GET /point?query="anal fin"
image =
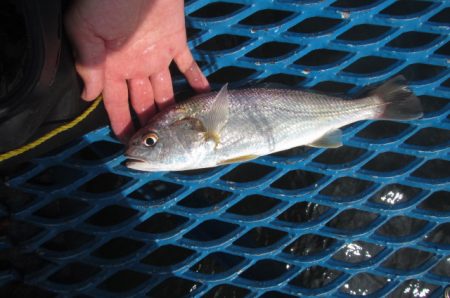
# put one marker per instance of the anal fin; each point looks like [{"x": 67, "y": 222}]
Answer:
[{"x": 332, "y": 139}]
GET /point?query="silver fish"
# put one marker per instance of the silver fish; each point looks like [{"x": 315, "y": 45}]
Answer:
[{"x": 230, "y": 126}]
________
*Try it*. Please state how many lines of the material contain the word "marker", giving the number alone.

*Answer to this task*. 2